WHAT TO DO - Only the opening lines of the listing, through the one with "this sample: (197,166).", are to be retyped, each exactly as it stands.

DATA UNDER STUDY -
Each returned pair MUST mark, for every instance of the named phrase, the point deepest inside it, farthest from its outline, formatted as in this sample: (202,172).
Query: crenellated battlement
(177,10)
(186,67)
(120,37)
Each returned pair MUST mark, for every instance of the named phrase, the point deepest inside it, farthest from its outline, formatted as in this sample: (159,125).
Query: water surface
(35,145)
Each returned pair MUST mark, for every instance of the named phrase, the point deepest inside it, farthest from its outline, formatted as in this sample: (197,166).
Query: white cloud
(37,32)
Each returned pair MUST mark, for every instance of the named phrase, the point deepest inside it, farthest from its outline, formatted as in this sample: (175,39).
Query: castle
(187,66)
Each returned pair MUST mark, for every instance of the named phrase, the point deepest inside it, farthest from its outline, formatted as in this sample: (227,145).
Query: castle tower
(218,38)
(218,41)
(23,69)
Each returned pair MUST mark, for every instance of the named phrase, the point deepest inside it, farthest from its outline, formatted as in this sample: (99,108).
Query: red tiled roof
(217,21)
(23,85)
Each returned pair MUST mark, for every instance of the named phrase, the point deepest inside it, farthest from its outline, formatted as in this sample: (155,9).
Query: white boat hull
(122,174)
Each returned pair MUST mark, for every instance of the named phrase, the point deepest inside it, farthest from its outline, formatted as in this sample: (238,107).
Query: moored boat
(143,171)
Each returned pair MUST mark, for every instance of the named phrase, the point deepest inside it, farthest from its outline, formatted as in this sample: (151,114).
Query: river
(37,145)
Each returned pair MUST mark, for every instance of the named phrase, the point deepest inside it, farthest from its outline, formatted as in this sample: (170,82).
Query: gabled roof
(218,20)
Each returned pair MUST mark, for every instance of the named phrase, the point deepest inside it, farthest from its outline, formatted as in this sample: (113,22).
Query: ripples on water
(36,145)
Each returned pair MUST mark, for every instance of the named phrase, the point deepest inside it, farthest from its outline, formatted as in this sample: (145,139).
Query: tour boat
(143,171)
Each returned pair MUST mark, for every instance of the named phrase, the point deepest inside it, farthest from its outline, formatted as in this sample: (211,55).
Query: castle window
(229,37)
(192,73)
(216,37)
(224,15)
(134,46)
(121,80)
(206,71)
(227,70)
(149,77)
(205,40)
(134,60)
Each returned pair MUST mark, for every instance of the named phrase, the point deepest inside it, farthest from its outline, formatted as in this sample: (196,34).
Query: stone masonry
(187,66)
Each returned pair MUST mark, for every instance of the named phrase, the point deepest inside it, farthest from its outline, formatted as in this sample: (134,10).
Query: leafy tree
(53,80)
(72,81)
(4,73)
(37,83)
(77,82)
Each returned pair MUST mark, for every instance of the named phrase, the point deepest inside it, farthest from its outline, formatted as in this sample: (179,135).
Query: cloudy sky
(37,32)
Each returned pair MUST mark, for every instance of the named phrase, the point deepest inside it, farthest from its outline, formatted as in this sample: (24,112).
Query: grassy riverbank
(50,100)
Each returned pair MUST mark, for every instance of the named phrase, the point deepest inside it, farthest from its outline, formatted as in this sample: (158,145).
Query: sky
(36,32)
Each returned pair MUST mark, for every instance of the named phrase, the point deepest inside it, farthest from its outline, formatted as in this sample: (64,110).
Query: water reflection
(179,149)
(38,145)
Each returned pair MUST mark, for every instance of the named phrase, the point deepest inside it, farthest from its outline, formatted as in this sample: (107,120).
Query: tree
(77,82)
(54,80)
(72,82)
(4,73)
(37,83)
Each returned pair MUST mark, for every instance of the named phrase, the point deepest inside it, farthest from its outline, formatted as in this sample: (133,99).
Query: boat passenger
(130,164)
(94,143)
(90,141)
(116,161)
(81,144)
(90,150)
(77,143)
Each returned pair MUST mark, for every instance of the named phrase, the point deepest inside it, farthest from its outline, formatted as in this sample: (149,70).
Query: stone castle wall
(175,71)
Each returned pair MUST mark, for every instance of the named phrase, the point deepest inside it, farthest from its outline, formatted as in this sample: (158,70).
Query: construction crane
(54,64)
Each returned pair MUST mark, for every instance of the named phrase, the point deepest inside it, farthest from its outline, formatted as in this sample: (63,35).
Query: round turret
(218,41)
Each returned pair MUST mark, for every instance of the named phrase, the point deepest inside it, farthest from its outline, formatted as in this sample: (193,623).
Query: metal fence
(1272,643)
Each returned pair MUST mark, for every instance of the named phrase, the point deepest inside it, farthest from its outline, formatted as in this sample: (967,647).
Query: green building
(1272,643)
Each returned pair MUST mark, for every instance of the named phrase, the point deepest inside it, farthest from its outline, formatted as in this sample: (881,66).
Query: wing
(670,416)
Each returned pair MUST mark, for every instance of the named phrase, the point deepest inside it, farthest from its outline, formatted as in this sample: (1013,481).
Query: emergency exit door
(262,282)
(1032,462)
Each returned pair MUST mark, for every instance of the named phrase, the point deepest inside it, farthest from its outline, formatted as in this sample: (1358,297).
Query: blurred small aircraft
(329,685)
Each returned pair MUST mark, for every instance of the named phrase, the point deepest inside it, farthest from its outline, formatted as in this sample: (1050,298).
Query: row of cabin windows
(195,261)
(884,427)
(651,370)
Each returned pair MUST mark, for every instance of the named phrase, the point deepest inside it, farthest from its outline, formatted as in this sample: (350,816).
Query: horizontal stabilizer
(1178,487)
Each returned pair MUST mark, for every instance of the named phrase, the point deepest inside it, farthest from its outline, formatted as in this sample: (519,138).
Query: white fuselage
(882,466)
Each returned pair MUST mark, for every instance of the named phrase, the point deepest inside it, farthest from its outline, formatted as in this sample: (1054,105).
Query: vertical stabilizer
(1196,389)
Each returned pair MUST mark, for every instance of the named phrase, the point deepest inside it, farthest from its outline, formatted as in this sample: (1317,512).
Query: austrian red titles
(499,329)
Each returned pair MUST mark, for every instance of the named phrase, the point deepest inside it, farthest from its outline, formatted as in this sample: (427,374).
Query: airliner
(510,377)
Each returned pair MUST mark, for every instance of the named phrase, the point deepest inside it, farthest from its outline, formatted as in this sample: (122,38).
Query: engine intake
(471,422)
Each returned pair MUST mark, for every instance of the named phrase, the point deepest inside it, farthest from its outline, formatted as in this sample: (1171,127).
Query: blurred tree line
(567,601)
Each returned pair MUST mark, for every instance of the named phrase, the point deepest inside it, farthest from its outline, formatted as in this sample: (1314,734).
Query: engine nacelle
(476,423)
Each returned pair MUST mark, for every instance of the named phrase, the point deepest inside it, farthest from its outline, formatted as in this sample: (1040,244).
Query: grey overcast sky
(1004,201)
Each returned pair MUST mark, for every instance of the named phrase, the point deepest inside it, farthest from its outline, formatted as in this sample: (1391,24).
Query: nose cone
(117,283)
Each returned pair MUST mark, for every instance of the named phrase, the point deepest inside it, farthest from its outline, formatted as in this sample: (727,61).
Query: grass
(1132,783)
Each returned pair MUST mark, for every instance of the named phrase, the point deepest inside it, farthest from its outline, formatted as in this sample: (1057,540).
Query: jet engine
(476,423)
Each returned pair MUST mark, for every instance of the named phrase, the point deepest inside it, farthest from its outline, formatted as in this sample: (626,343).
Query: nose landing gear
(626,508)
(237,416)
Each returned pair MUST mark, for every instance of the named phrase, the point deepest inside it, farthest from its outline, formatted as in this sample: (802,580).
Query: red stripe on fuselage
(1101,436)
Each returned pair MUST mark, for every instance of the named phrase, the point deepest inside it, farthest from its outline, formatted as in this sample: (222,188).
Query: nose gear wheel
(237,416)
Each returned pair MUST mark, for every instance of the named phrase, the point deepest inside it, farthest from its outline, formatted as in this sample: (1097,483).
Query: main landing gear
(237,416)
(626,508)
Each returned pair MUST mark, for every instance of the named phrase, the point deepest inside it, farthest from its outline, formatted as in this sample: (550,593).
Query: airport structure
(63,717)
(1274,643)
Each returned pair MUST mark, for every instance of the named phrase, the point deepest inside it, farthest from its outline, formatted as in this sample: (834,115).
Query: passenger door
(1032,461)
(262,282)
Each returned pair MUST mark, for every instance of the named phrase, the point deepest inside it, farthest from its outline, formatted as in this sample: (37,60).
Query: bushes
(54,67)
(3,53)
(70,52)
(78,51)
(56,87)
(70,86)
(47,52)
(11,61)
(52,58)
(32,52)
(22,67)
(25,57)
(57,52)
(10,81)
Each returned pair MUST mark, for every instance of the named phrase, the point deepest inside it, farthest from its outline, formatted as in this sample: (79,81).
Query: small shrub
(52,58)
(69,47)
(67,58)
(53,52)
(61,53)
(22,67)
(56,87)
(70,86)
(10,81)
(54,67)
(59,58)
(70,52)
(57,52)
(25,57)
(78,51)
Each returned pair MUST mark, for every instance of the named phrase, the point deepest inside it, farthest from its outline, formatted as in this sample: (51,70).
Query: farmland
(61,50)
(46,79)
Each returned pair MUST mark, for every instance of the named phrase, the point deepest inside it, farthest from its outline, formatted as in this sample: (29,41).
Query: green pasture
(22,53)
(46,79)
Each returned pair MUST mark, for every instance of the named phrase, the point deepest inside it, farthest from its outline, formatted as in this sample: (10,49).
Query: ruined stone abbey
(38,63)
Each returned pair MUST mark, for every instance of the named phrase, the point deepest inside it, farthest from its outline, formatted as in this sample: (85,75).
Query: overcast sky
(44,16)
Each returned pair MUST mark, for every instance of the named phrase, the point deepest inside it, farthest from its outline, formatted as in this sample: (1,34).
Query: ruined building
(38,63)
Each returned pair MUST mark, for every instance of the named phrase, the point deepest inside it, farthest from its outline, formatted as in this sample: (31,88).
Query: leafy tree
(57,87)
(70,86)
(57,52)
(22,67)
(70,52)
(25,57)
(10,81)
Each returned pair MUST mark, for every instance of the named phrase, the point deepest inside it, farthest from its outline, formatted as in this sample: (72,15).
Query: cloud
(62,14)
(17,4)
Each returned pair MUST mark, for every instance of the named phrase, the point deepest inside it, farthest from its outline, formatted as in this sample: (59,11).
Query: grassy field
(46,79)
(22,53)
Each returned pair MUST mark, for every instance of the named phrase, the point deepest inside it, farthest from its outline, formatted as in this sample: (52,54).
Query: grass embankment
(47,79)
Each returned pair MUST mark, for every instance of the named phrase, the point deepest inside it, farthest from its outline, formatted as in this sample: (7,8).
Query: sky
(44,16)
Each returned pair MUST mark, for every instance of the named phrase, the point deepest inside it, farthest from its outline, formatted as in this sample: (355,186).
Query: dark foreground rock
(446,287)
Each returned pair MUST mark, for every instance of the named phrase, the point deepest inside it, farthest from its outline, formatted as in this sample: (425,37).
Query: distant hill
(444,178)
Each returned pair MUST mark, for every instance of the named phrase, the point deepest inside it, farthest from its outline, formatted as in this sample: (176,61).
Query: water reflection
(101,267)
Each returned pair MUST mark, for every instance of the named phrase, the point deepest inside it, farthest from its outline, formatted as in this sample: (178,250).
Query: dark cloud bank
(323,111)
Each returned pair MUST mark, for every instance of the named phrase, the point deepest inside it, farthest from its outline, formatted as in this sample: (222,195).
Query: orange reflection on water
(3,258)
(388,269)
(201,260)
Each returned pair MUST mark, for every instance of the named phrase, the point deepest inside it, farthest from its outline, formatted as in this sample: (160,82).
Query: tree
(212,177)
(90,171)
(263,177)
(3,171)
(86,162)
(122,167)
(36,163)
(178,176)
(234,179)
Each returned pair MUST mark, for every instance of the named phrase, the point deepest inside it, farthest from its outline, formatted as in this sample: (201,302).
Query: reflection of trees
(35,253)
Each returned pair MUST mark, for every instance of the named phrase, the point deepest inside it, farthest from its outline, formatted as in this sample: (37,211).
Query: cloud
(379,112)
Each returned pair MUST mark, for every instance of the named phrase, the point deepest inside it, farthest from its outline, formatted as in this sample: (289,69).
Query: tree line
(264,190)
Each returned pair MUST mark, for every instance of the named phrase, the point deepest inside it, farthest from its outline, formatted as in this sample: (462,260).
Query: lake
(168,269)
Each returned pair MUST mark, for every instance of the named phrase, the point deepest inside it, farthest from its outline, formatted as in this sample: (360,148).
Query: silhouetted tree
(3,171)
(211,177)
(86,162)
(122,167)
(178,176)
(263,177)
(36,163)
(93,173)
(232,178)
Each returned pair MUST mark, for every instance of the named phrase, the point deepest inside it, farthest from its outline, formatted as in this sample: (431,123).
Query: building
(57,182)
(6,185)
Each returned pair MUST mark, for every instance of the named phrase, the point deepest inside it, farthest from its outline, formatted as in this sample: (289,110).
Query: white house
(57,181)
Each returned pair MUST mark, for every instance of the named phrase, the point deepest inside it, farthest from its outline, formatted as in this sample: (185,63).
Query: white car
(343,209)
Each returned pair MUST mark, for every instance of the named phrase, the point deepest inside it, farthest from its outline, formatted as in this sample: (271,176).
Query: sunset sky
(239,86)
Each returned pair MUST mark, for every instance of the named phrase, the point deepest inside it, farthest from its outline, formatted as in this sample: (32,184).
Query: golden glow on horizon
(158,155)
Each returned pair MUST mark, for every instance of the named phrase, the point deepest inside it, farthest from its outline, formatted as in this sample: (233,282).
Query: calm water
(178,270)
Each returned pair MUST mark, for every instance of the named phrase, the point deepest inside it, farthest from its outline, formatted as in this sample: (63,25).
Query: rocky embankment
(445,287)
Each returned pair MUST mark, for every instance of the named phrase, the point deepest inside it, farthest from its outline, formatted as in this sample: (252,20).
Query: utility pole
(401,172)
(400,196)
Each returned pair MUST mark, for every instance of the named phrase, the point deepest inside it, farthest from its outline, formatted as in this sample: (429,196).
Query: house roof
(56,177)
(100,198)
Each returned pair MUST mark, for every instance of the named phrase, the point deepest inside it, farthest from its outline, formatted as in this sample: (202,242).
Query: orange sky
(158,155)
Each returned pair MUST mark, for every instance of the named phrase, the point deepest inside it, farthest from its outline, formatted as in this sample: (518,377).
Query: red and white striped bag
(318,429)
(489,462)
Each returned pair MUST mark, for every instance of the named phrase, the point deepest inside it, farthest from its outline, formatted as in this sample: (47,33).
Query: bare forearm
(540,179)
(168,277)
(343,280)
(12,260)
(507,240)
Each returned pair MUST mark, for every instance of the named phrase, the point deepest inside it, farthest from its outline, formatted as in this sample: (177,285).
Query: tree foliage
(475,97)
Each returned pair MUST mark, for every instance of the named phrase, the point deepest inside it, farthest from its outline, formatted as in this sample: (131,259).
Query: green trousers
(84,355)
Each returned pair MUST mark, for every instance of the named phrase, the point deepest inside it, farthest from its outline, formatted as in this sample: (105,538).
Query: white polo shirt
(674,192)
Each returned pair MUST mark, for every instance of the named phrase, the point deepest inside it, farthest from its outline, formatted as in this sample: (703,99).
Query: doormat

EXERCISE RESULT -
Each returned pair MUST mark, for every instance of the named phrase, the point deepest inside it, farthest from its outline, formatted as in this sample: (202,172).
Query: crenellated battlement
(177,10)
(186,67)
(120,37)
Each returned pair MUST mark, for every instance of the named phrase, the point deepest inside it, farthest from its outline, formatted as in this sample: (159,125).
Query: water surface
(35,145)
Each returned pair MUST mark, for every instance of the named phrase, the point deepest inside it, farthest from its outline, formatted as in this sample: (197,166).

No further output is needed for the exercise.